DIRECTIONS FOR THIS TASK:
Write what comes next in the page below on Response to Intervention (RtI), picking up right after its last sentence about Tier 1.
==== EXTRACT TO READ ====
Response to Intervention (RtI)

  • What is RTI??

    Overview

    Response to Intervention (RtI) is the practice of providing high-quality instruction and interventions matched to student need, monitoring progress frequently to make decisions about changes in instruction or goals, and applying child's response data to important educational decisions.  RtI should be used for decisions about education, creating a well-integrated system of instruction/intervention guided by child outcome data. 

    Through the use of the RtI process, South Allegheny strives to make all children proficient.  The No Child Left Behind Act of 2001 (NCLB) mandates that all children make Adequate Yearly Progress (AYP), and the RtI process can be utilized to address the challenges and pitfalls of NCLB for improving outcomes for all students. 

     

    Core Principles of RtI

    • We can effectively teach all children
    • Intervene early and effectively
    • Use a 3-tier model of service delivery
    • Use research-based, scientifically validated intervention(s)/instruction to the extent available
    • Monitor student progress to inform instruction
    • Use data to make decisions
    • Use assessments for three different purposes: (1) screening applied to all children to identify those who are not making progress at expected rates; (2) diagnostics to determine what children can and cannot do in important academic domains; and (3) progress monitoring to determine if academic interventions are producing desired results

     

    RTI Model

    RtI Model: A Problem Solving Process

    Tier 1:

    Tier 1 is quality classroom instruction for all students.  In Tier 1, the classroom teacher will be providing all interventions.  Interventions can consist of double dosing reading, small group instruction, Read Naturally probes, math manipulatives, etc.  For instance, if students are experiencing difficulty with reading fluency and comprehension, then the teacher will use at least two classroom interventions to help excel that student's reading.
==== RECORDED DATA ====
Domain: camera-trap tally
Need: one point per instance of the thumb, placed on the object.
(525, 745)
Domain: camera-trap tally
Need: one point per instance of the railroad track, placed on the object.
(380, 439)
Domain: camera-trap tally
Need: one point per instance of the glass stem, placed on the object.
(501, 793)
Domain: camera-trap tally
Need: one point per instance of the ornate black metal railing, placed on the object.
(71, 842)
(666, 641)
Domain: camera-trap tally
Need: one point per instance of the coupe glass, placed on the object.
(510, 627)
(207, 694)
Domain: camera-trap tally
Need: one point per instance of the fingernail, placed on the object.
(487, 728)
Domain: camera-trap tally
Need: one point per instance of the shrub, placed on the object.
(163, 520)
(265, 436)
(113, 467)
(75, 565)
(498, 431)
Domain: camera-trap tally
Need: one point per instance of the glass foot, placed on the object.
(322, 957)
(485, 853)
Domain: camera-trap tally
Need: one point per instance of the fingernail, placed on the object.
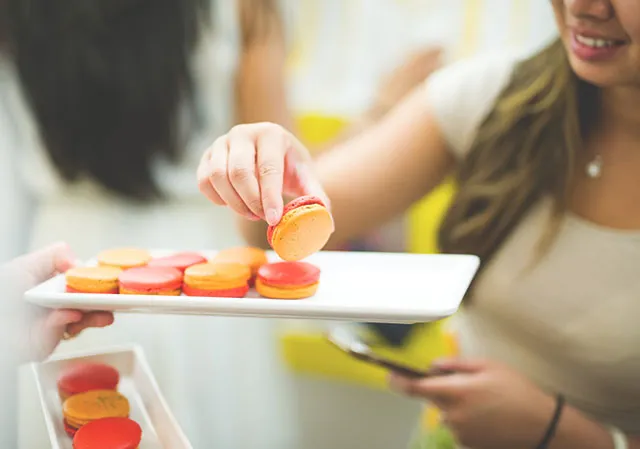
(272, 217)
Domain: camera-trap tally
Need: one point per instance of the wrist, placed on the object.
(577, 431)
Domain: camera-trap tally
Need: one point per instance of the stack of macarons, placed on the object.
(304, 229)
(89, 394)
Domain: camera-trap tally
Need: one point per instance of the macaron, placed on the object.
(109, 433)
(254, 258)
(225, 280)
(83, 408)
(83, 377)
(304, 229)
(93, 279)
(179, 261)
(124, 258)
(288, 280)
(161, 281)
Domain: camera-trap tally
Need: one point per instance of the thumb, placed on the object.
(46, 262)
(457, 365)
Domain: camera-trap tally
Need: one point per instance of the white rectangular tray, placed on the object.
(354, 286)
(160, 430)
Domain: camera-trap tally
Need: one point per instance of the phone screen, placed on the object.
(348, 340)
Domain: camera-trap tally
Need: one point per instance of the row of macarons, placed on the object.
(230, 273)
(96, 415)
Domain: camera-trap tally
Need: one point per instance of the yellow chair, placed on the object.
(308, 351)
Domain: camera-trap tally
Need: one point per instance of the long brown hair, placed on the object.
(525, 149)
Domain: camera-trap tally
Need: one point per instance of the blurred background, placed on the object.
(262, 383)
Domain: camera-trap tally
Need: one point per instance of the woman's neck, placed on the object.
(621, 111)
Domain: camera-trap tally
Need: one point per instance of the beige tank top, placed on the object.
(570, 323)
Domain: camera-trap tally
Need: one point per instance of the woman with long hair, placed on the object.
(545, 153)
(104, 108)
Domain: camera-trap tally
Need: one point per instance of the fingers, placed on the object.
(220, 174)
(442, 390)
(246, 170)
(272, 148)
(47, 262)
(242, 172)
(461, 365)
(204, 172)
(90, 319)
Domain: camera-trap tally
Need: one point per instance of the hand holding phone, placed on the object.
(348, 341)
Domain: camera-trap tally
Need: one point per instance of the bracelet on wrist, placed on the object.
(553, 425)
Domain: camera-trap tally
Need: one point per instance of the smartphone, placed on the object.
(347, 340)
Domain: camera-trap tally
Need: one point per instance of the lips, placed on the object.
(592, 48)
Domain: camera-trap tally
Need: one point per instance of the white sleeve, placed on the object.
(462, 94)
(14, 198)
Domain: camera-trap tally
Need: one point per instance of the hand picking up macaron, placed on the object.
(305, 228)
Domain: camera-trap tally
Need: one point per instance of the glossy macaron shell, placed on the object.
(93, 279)
(124, 257)
(289, 274)
(151, 279)
(179, 261)
(294, 204)
(217, 274)
(109, 433)
(81, 409)
(85, 377)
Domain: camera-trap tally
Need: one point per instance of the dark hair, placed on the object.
(525, 149)
(105, 79)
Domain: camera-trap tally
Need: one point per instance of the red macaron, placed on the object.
(108, 433)
(179, 261)
(165, 281)
(83, 377)
(288, 280)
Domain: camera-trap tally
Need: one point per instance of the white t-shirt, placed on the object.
(570, 324)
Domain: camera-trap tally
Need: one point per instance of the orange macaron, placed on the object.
(82, 377)
(288, 280)
(93, 280)
(304, 229)
(225, 280)
(254, 258)
(124, 258)
(162, 281)
(84, 408)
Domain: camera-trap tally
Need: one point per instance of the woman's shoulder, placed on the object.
(461, 94)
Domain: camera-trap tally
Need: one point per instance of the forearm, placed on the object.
(576, 431)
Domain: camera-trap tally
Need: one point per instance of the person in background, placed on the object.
(29, 333)
(545, 154)
(104, 107)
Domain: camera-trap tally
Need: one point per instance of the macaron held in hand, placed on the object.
(305, 228)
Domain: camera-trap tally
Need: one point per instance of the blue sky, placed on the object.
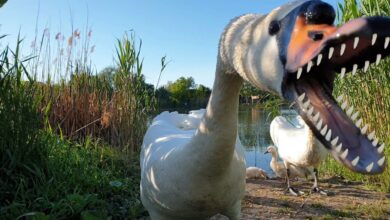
(186, 31)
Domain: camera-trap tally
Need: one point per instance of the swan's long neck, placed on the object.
(213, 145)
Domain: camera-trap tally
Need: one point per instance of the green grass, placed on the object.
(89, 178)
(369, 93)
(46, 174)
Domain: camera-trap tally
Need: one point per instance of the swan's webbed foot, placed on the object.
(294, 192)
(320, 191)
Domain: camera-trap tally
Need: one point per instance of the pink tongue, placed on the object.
(331, 114)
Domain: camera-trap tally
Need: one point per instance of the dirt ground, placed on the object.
(265, 199)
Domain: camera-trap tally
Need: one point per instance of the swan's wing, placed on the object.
(168, 133)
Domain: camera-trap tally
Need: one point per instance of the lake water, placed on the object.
(253, 130)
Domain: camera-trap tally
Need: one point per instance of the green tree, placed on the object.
(180, 90)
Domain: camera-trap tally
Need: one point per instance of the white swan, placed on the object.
(256, 173)
(280, 169)
(196, 173)
(298, 148)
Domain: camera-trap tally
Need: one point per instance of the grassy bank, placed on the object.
(69, 148)
(369, 93)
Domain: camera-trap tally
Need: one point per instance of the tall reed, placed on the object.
(368, 92)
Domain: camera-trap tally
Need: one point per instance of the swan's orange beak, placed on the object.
(315, 53)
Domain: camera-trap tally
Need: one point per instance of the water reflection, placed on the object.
(253, 130)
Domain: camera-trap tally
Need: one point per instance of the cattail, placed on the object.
(76, 34)
(70, 41)
(58, 36)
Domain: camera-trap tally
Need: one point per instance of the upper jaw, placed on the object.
(311, 71)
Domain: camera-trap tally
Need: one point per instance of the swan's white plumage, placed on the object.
(194, 169)
(297, 147)
(296, 142)
(280, 170)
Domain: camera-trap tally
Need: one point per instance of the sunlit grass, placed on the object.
(69, 147)
(369, 93)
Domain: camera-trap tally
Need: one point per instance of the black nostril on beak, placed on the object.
(320, 13)
(316, 35)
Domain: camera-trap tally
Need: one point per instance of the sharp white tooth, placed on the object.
(366, 65)
(328, 135)
(339, 148)
(355, 42)
(319, 125)
(343, 71)
(331, 50)
(378, 59)
(381, 148)
(350, 110)
(355, 161)
(311, 110)
(375, 142)
(309, 66)
(354, 116)
(334, 141)
(344, 105)
(299, 73)
(319, 59)
(340, 98)
(369, 167)
(364, 129)
(374, 37)
(387, 40)
(344, 154)
(316, 117)
(355, 66)
(371, 135)
(342, 49)
(306, 104)
(381, 161)
(358, 123)
(301, 97)
(323, 131)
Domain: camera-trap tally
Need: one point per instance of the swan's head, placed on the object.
(271, 149)
(296, 52)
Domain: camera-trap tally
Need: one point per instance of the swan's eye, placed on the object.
(274, 27)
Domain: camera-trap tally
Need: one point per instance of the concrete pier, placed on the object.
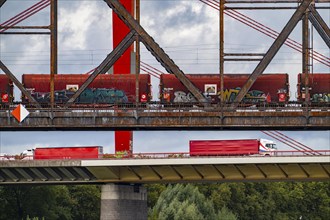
====
EXERCISE OUTPUT:
     

    Tier 2:

    Tier 2 will consist of approximately 15% of the student population.  In Tier 2, the classroom teacher and intervention specialist such as Title staff will be providing supplemental instruction.  Interventions may be similar to Tier 1; however, the duration and frequency will now increase during Tier 2.  The supplemental instruction will be 3 days out of the 6 day cycle. 

     

    Tier 3:

    Tier 3 will consist of approximately 5% of the student population.  In Tier 3, the classroom teacher and intervention specialist will be providing intensive instruction with the intervention programs.  Interventions may be similar to Tier 2; however the duration, ferquency, and intensity will now increase during Tier 3.  The intensive instruction will be 5 days out of the 6 day cycle. 

     

     

    Tier 1:

    1. Person responsible for interventions: Classroom Teacher                                                                 
    2. Progress Monitoring: Regularly scheduled Curriculum Based Assessments and Universal Screening such as DIBELS or Scantron

    Tier 2:

    1. Person responsible for interventions: Intervention Specialist --> RtI Teacher.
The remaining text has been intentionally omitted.